■ TASK DESCRIPTION
Print each line of the listing once more, precisely as given.

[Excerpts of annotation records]
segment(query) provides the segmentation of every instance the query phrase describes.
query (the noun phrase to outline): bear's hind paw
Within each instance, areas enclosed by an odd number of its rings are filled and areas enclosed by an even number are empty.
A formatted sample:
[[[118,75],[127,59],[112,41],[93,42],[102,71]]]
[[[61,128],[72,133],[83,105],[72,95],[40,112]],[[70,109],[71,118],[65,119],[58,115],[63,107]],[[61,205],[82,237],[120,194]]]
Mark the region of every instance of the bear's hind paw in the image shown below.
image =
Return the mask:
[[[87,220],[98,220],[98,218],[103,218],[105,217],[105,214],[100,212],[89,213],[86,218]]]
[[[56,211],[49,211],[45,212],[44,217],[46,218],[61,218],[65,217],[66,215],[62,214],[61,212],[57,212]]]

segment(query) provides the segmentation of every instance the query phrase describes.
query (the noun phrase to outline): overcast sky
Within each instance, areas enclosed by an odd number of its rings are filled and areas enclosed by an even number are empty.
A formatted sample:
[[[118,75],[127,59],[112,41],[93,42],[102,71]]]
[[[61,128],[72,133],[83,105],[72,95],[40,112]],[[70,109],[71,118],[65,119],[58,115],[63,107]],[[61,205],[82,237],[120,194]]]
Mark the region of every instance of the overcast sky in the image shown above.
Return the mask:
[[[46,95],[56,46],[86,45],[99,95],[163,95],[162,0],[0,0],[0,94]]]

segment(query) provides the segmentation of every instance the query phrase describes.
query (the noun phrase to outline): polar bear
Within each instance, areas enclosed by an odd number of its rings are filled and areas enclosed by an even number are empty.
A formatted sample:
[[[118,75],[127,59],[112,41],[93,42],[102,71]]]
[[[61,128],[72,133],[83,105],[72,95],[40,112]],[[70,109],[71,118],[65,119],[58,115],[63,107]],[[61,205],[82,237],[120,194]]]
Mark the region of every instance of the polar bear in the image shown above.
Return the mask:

■ TASK SOLUTION
segment(query) provides the segmentation of every instance the query phrase describes.
query (the noun phrase to outline): bear's hind paw
Within each instance, areas enclosed by an odd number of its rings are filled and areas enclosed by an even number are empty.
A formatted sample:
[[[118,75],[127,59],[112,41],[93,42],[102,71]]]
[[[61,128],[72,133],[83,105],[72,95],[40,112]],[[70,109],[71,118],[65,119],[58,115],[63,107]],[[61,205],[82,237],[120,194]]]
Mark the region of every instance of the bear's hind paw in the image shown below.
image =
Return the mask:
[[[87,220],[98,220],[98,218],[103,218],[105,217],[105,214],[100,212],[89,213],[86,218]]]
[[[56,211],[49,211],[45,212],[44,217],[46,218],[61,218],[65,217],[66,215],[62,214],[61,212],[57,212]]]

segment(query) provides the segmentation of every instance the query phrase describes.
query (the noun phrase to outline): overcast sky
Within each instance, areas enclosed by an odd number of its rings are filled and areas enclosed by an even number are empty.
A formatted sample:
[[[118,75],[127,59],[112,41],[93,42],[102,71]]]
[[[61,128],[72,133],[83,105],[72,95],[40,112]],[[70,109],[71,118],[65,119],[58,115],[63,107]],[[61,205],[82,237],[120,194]]]
Mark the region of every instance of the overcast sky in the image shown above.
Return the mask:
[[[46,95],[56,46],[86,45],[99,95],[163,95],[162,0],[0,0],[0,94]]]

segment(query) provides the segmentation of every instance the query phrase describes.
query (the noun phrase to outline): polar bear
Within each instance, areas enclosed by an odd number of its rings are filled and areas enclosed by an even number are empty.
A formatted sample:
[[[118,75],[127,59],[112,41],[93,42],[102,71]]]
[[[61,128],[72,133],[83,105],[72,95],[40,112]],[[70,109],[71,118],[65,119],[58,115],[63,107]],[[61,205],[82,237],[120,194]]]
Mark the region of every instance of the polar bear in the image shown above.
Return the mask:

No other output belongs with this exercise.